### Goal:
Output every entry exactly as given.

== == ==

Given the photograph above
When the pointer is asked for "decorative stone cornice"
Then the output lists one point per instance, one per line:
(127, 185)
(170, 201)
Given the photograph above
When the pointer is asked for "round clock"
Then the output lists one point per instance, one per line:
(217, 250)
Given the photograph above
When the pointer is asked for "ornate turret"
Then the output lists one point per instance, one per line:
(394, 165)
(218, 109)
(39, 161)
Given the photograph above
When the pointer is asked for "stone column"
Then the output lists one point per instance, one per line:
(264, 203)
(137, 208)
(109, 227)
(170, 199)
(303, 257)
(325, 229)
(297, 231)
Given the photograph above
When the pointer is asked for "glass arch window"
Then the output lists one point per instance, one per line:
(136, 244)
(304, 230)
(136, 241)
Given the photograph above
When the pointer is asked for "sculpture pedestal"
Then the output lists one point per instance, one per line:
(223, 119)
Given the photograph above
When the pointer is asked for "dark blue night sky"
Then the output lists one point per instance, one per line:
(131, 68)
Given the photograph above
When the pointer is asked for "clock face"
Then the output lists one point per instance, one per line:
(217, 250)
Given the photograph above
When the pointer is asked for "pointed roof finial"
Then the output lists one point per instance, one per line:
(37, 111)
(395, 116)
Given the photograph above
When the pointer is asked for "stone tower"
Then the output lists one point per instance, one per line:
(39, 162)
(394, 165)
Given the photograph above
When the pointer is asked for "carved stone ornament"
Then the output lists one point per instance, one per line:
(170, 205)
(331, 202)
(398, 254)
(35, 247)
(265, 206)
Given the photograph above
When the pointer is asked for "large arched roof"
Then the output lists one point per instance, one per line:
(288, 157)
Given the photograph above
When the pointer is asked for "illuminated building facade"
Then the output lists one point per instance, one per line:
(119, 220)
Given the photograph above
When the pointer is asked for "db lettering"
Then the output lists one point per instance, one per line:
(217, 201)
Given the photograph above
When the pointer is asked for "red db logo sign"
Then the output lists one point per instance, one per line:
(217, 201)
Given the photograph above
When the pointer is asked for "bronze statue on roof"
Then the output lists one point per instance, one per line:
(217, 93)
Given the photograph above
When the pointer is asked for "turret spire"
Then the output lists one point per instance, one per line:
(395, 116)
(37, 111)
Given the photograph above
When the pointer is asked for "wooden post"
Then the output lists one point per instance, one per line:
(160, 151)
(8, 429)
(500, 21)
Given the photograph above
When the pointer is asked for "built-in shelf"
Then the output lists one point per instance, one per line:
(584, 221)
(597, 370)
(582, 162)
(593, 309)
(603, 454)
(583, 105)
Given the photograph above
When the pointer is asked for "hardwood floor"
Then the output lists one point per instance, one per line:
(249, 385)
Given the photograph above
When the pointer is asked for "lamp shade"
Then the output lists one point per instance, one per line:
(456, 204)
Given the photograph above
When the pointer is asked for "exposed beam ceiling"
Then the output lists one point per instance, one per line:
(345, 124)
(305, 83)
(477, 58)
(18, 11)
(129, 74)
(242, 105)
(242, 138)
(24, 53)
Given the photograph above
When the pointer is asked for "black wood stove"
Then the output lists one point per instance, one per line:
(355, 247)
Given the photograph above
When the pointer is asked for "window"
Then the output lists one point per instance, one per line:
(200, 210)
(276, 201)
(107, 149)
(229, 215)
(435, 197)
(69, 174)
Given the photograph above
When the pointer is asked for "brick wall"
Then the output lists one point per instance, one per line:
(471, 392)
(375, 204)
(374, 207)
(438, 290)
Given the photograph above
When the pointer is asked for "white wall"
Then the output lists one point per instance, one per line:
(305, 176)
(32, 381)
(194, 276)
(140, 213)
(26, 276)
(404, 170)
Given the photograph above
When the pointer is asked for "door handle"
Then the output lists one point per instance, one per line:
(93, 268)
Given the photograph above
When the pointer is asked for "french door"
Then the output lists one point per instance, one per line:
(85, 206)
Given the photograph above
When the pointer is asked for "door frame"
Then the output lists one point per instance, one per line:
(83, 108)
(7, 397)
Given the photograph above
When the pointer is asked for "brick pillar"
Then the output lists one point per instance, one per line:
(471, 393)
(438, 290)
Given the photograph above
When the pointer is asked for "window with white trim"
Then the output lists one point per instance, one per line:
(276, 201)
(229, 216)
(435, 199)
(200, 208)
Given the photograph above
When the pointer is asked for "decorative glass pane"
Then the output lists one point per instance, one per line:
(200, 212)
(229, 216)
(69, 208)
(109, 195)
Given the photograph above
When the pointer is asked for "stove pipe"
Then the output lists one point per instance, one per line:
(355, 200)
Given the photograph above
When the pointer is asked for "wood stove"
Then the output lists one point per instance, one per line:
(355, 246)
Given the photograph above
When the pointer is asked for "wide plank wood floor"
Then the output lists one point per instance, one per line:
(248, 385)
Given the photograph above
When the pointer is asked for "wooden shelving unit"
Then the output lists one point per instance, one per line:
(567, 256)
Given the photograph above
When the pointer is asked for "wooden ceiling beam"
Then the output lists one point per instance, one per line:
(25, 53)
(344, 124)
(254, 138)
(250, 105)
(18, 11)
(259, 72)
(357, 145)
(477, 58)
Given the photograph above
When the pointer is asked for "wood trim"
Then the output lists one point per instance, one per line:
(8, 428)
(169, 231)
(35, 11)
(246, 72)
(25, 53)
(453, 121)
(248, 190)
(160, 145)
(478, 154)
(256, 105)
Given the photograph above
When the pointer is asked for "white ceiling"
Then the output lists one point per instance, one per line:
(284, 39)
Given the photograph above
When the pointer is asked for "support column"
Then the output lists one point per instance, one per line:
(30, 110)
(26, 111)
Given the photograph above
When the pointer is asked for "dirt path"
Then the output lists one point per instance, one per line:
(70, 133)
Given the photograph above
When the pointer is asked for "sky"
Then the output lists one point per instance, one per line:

== == ==

### Solution to this exercise:
Given the photograph above
When the pointer is asked for "decorative stone cornice"
Then the output lists one point per instance, one per line:
(127, 185)
(170, 201)
Given the photograph above
When the pointer is asked for "round clock"
Then the output lists one point per instance, one per line:
(217, 250)
Given the photograph above
When the pointer is asked for "ornate turret"
Then the output lists one point per instance, one per line:
(394, 165)
(218, 109)
(39, 161)
Given the photograph above
When the pointer is asked for "stone column"
Then the output lists one point per instance, one per line:
(264, 203)
(137, 208)
(109, 227)
(170, 199)
(303, 257)
(325, 229)
(297, 231)
Given the photograph above
When the pointer is asked for "glass arch window"
Then the output lists one point per instance, one per line:
(136, 244)
(304, 230)
(136, 241)
Given the photograph above
When the pointer is asked for "sculpture pedestal"
Then the output lists one point per instance, one per line:
(223, 119)
Given the photograph above
When the pointer is asked for "dark blue night sky"
Then the output lists one point per instance, one per line:
(131, 68)
Given the photograph above
When the pointer is asked for "clock face"
Then the output lists one point per instance, one per line:
(217, 250)
Given the photograph above
When the pointer is asked for "pointed roof finial"
Then the output lists one point per instance, one per line:
(37, 111)
(395, 116)
Given the photograph above
When the pointer is asked for "stone tower"
Then the output lists one point per instance, one per line:
(39, 162)
(394, 165)
Given the photograph above
When the pointer is asked for "carved stone ornament"
Then the output lists one point per instance, one per line:
(170, 205)
(331, 202)
(398, 254)
(35, 247)
(265, 206)
Given the photograph above
When the pointer is asked for "large arched roof"
Then the output lists one point per instance, one per line:
(288, 157)
Given the photograph above
When the pointer is asked for "illuminated building facade"
Then the output lists one point per instance, one per line:
(119, 220)
Given the photograph above
When the pointer is asked for "db lettering"
Then the output lists one point per instance, one per line:
(217, 201)
Given the photograph above
When the pointer is asked for "red db logo sign"
Then the output lists one point per instance, one per line:
(217, 201)
Given the photograph above
When the pointer is asked for "bronze statue on roof"
Then the output lists one point per instance, one per line:
(217, 93)
Given the photograph above
When the pointer is asked for "turret spire"
Then the output lists one point per instance, one per line:
(395, 116)
(37, 111)
Given the photograph above
When the pointer is asked for "wooden post"
Then the output lists one point per instance, one per line:
(160, 151)
(8, 429)
(500, 21)
Given the photograph above
When the pointer is asked for "built-in shelf"
Then the output lists one point per instance, one per line:
(584, 221)
(597, 370)
(582, 162)
(593, 309)
(603, 454)
(583, 105)
Given the photograph above
When the pointer is asked for "hardwood floor"
Then the output lists one point per instance, one per line:
(249, 385)
Given the photograph above
When the pointer is asked for "lamp shade"
Then the output lists one point per instance, one per line:
(456, 204)
Given the photograph above
When the pointer is asked for "exposed beam ceiling"
Then the output lists one point per instance, one per line:
(345, 124)
(305, 83)
(477, 58)
(18, 11)
(129, 74)
(242, 105)
(242, 138)
(24, 53)
Given the photograph above
When the pointer is asked for "black wood stove"
Then the output lists one point per instance, one per line:
(355, 247)
Given the photograph above
When the pointer is asked for "window"
Then the output lists one point per instance, one per line:
(200, 210)
(276, 201)
(107, 149)
(229, 215)
(435, 197)
(69, 174)
Given the photograph above
When the pointer is asked for "brick wall"
Then the output lists one point per instance, one per line:
(471, 392)
(375, 204)
(374, 207)
(438, 290)
Given the photograph above
When the pointer is asked for "white wall"
Then the output lists one point per instance, one per line:
(305, 176)
(32, 381)
(194, 276)
(140, 213)
(26, 276)
(404, 170)
Given the photograph above
When the pointer is asked for "door handle"
Then the output lists one point per instance, one per line:
(93, 268)
Given the photograph above
When the pointer is asked for "french door"
Then the output lists one point per instance, one per line:
(85, 206)
Given the photograph above
When the pointer is asked for "door frame"
Then the output lists one point per instance, one per line:
(83, 108)
(7, 397)
Given the photograph above
When the pointer is asked for "brick pillar"
Then the output lists one point per instance, one per line:
(471, 393)
(438, 290)
Given the photograph above
When the pointer is asked for "window with white trim"
Then the output lists one point per instance, one per line:
(276, 201)
(229, 216)
(435, 199)
(200, 208)
Given the photograph above
When the pointer is asked for "decorative glass pane"
Then the output lists one point per instance, one per line:
(200, 212)
(229, 216)
(69, 208)
(109, 195)
Given the photograph above
When the pointer is asked for "stove pipe"
Then the output lists one point per instance, one per line:
(355, 200)
Given the photograph above
When the pointer is asked for "wood stove"
Then the output lists one point per instance, one per line:
(355, 246)
Given the photograph above
When the pointer is asked for "wide plank wood floor"
Then the output lists one point per instance, one per line:
(248, 385)
Given the photograph above
When the pointer is asked for "wooden shelving unit"
Then the output lists one point per instance, one per line:
(567, 256)
Given the photograph above
When the pointer is asked for "wooden ceiling beam"
Then the output lists one point per instance, one per line:
(25, 53)
(344, 124)
(254, 138)
(250, 105)
(18, 11)
(259, 72)
(357, 145)
(477, 58)
Given the photograph above
When the pointer is asked for "wood trim"
Then the output lists one point per instance, one per line:
(8, 428)
(169, 231)
(35, 11)
(246, 72)
(25, 53)
(453, 121)
(248, 190)
(160, 145)
(478, 154)
(256, 105)
Given the photograph above
When the pointer is asked for "white ceiling"
Then the output lists one point per instance, one per line:
(284, 39)
Given the photograph above
When the pointer is asked for "support column"
Then the output lists one point per instance, one per line:
(30, 110)
(26, 111)
Given the photograph above
When the pointer is asked for "dirt path"
Then the output lists one point per instance, one per line:
(70, 133)
Given the photograph above
When the pointer is asked for "sky"
Then the output lists one point per instance, one per line:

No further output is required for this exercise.